# Data excerpts start

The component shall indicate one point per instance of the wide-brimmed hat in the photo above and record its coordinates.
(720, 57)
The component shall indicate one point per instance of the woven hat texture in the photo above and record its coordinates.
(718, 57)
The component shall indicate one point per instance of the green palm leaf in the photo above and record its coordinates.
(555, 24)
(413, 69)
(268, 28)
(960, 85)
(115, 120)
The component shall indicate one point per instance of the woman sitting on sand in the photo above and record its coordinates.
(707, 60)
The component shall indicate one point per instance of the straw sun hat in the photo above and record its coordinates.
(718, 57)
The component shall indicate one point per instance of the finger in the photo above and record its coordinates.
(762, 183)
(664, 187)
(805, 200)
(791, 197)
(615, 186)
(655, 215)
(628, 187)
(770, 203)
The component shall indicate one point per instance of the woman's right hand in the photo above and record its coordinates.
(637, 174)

# Data excerpts end
# Data excerpts start

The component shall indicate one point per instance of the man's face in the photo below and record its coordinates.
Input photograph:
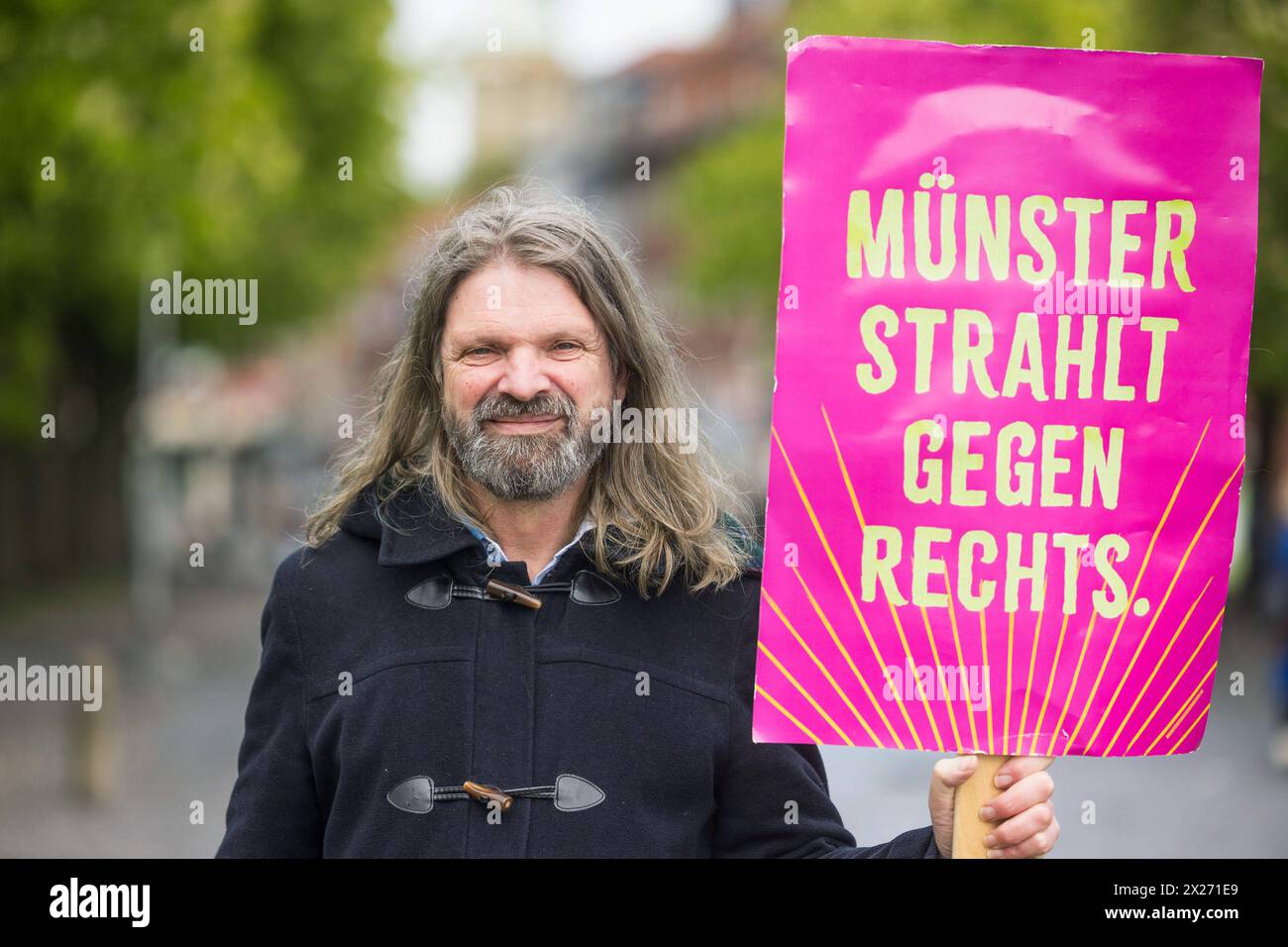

# Data excerpts end

=== Directive ===
Tally the lines in the entries above that contain the string "woman", treating uppercase and lowercase as different. Give only the number.

=== Task response ===
2